*Task input*
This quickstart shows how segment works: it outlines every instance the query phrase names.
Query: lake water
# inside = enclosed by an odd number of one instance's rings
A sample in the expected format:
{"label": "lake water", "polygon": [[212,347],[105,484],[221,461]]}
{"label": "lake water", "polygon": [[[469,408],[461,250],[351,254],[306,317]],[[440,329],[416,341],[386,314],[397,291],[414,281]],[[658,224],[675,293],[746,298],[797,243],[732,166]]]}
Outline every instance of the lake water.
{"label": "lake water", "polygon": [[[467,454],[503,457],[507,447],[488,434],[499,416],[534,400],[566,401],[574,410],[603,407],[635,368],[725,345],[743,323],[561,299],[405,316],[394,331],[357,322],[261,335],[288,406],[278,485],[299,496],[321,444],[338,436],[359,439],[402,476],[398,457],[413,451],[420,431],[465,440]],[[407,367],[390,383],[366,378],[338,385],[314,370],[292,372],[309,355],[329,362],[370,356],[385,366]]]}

*Given task*
Please put each line of the records above into a Markdown table with the columns Row and Line. Number the rows and leave out blank lines.

*The answer*
| Row | Line |
|---|---|
| 1 | This quickstart shows how segment works: it outlines every instance the query phrase names. |
| 2 | Query: lake water |
| 3 | # inside = enclosed by an odd number of one instance's rings |
| 4 | A sample in the expected format: |
| 5 | {"label": "lake water", "polygon": [[212,347],[105,484],[221,461]]} |
| 6 | {"label": "lake water", "polygon": [[[469,408],[461,250],[351,254],[306,317]],[[440,329],[416,341],[386,314],[397,291],[414,281]],[[658,224],[675,293],[746,298],[797,243],[732,166]]]} |
| 7 | Outline every instance of the lake water. |
| 8 | {"label": "lake water", "polygon": [[[467,454],[503,457],[507,447],[488,434],[499,416],[534,400],[566,401],[574,410],[603,407],[635,368],[725,345],[743,323],[561,299],[405,316],[394,331],[357,322],[261,335],[288,406],[278,485],[299,496],[321,444],[338,436],[359,439],[402,476],[398,457],[413,451],[420,431],[465,440]],[[407,367],[390,383],[366,378],[338,385],[314,370],[292,372],[309,355],[329,362],[370,356],[385,366]]]} |